(EXTRACT TO READ)

The formel took off from the nest carrying the morning's food drop in her talons. She landed on top of the nearby Civil War monument, a favorite perching and eating spot for all of the FI hawks over the past four years.
In the distance sat the other hawk. It was a stare-off.
Did she leave the nest to distract him from the eyasses? Or was she trying to attract him with her charms, or at least her rat? That she was not in attack mode made it clear that the visitor was male; no nesting formel would ever allow another female near the nest.
This image shows the proximity of the nest on the window ledge (lower left) to the monument on the right with Mom on top eyeing the tiny dot of the other hawk on the highest point of the far building.
She puffed out her feathers in a terrifying way, and was clearly furious at the attempted incursion.
Each time the patient food dropper attempted to get the rat out on the ledge, she launched another attack.
Eventually, the rat was dropped, and after glaring at it for while, she made her grab and took it over to the eyasses on the nest.
The eyasses were sleepily unaware of the day's drama. After she had eaten some of the rat, she took it away...
... and they were left to wake up properly, and explore a bit more of the nest. They are reaching the gawky stage in their prodigious growth where strange body parts hang out at weird angles.
#3, though the youngest, often seems livelier and more alert than the others, craning its neck to see what's happening over the edge of the nest bowl.
Their ET-alien faces now gaze out in dreamy wonder at what lies beyond the nest sticks.
... and then more greenery
The eyasses were visibly tracking her as she flew in and out of the nest.
... closely supervised by the formel.
... and then start peering over. They can probably see the rat out on the ledge.
... and then the day's highlight to see both hawks feeding the eyasses.

(End EXTRACT TO READ)
(GIVEN RECORDS)

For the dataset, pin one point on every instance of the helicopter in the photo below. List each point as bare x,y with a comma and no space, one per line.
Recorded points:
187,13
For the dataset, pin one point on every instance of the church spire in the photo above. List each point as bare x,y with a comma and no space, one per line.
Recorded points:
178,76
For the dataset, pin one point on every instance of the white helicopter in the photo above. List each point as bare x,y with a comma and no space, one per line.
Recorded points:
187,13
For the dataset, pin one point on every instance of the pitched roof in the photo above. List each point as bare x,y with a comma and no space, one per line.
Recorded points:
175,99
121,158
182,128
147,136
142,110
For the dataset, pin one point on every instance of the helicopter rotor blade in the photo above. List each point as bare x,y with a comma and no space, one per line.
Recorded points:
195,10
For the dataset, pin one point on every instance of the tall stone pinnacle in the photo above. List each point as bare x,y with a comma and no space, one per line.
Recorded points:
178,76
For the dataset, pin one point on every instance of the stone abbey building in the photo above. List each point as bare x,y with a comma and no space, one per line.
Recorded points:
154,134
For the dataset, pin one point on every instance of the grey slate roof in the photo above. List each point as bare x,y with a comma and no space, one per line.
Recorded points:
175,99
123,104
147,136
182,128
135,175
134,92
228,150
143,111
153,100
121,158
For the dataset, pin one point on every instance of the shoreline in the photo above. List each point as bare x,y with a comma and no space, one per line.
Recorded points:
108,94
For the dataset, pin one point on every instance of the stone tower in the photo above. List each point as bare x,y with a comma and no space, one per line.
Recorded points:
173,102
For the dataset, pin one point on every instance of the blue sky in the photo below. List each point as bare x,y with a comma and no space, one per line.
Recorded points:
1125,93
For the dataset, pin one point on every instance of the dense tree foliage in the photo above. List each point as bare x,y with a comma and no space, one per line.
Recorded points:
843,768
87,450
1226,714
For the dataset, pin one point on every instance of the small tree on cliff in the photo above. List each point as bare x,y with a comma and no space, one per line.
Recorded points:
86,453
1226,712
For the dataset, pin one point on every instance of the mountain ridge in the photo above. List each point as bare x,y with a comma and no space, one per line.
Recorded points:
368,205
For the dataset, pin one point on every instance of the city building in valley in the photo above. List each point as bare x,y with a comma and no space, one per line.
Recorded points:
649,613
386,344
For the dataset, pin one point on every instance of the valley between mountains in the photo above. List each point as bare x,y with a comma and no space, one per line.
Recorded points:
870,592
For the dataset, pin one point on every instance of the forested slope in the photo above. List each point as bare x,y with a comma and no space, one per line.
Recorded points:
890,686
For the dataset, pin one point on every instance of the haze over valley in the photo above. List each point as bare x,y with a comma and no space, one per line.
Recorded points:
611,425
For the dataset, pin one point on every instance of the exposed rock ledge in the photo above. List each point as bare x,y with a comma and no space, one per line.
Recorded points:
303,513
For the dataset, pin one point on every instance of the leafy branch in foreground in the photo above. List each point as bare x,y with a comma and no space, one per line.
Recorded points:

(End GIVEN RECORDS)

(EXERCISES)
**1)** Quote in full every passage of the hawk text that opens with an ellipsis.
**2)** In the hawk text, switch "gawky" to "awkward" and write out the passage that begins at the words "Each time the" and stops after "the nest bowl.".

(TASK ANSWERS)
**1)**
- "... and they were left to wake up properly, and explore a bit more of the nest. They are reaching the gawky stage in their prodigious growth where strange body parts hang out at weird angles."
- "... and then more greenery"
- "... closely supervised by the formel."
- "... and then start peering over. They can probably see the rat out on the ledge."
- "... and then the day's highlight to see both hawks feeding the eyasses."

**2)**
Each time the patient food dropper attempted to get the rat out on the ledge, she launched another attack.
Eventually, the rat was dropped, and after glaring at it for while, she made her grab and took it over to the eyasses on the nest.
The eyasses were sleepily unaware of the day's drama. After she had eaten some of the rat, she took it away...
... and they were left to wake up properly, and explore a bit more of the nest. They are reaching the awkward stage in their prodigious growth where strange body parts hang out at weird angles.
#3, though the youngest, often seems livelier and more alert than the others, craning its neck to see what's happening over the edge of the nest bowl.